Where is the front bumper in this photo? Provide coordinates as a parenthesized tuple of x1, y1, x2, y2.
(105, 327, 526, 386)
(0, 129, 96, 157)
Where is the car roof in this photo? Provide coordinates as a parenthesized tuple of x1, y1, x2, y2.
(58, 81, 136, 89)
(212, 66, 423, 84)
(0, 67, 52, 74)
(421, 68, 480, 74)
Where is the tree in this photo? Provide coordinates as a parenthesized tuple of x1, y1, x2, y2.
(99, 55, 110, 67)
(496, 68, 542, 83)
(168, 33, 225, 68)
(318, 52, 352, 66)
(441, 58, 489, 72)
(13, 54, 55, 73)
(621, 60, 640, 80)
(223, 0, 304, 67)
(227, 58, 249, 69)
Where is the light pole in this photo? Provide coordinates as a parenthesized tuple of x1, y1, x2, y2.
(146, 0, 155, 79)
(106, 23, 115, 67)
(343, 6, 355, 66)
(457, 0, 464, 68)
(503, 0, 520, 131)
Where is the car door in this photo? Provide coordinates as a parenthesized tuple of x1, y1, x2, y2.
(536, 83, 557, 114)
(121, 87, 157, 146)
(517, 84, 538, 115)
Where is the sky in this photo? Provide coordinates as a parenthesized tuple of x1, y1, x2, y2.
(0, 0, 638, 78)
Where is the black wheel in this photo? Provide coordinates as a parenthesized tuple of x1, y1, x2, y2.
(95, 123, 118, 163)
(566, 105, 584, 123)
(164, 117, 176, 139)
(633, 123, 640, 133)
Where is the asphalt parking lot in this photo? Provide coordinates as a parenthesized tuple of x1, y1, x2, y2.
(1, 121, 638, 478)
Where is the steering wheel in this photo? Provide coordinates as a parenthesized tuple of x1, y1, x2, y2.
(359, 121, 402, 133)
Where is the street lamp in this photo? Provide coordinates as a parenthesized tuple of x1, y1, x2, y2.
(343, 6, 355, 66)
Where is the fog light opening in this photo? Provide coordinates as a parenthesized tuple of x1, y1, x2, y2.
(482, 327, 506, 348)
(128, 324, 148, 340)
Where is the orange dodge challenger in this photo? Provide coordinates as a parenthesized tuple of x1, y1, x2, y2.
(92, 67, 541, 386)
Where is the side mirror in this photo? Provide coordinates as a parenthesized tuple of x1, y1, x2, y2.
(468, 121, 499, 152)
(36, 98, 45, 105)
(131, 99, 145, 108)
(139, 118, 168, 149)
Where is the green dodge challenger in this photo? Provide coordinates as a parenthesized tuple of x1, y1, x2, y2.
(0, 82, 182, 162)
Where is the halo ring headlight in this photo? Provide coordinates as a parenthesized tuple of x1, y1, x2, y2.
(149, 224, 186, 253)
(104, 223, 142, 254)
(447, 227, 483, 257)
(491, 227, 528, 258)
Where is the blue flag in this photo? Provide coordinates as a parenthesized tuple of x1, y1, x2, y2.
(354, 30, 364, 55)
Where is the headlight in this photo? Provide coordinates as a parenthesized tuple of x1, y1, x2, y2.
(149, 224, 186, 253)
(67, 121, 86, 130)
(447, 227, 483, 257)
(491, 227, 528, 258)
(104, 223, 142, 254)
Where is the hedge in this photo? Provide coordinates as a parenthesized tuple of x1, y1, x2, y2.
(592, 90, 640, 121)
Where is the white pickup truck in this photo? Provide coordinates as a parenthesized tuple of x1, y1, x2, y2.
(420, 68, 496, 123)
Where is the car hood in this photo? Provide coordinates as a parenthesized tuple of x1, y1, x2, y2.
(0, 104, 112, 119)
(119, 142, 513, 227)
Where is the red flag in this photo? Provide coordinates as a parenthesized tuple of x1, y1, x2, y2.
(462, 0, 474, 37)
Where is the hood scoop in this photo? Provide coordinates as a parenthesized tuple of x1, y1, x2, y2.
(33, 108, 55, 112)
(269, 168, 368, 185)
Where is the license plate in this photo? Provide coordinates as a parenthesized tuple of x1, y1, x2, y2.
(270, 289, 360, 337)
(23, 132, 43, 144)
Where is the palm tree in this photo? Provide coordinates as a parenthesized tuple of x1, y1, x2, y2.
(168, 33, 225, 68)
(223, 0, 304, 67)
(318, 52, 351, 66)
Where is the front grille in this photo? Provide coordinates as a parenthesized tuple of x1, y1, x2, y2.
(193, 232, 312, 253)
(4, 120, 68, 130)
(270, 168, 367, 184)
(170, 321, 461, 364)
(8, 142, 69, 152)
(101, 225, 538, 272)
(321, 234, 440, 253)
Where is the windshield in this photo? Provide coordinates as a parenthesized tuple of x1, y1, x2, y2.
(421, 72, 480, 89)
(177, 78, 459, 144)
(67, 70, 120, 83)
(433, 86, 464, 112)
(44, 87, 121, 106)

▬▬▬▬▬▬▬▬▬▬

Exercise prompt »
Lines from the one containing "Where is the license" through the final line of the entries are the only ones to print, and each must match exactly.

Response area »
Where is the license plate in this photo? Provide coordinates as a parenthesized tuple of x1, y1, x2, y2.
(270, 289, 360, 337)
(23, 132, 43, 144)
Where is the palm tree in this photo? Provide coordinates as a parenthesized tuple of x1, y1, x2, y2.
(168, 33, 225, 68)
(223, 0, 304, 67)
(318, 52, 351, 66)
Where is the front grille in this photo? Provide coordinates as a parenthesized tuple of x1, y1, x2, y2.
(193, 232, 312, 253)
(4, 120, 68, 130)
(270, 168, 367, 184)
(170, 321, 461, 364)
(8, 142, 69, 152)
(101, 225, 538, 272)
(321, 234, 440, 253)
Where is the windshield in this photo? Provide coordinates as a parenthesized tuple of x1, y1, x2, y2.
(421, 72, 480, 89)
(177, 78, 459, 144)
(67, 70, 120, 83)
(433, 86, 464, 112)
(44, 87, 121, 106)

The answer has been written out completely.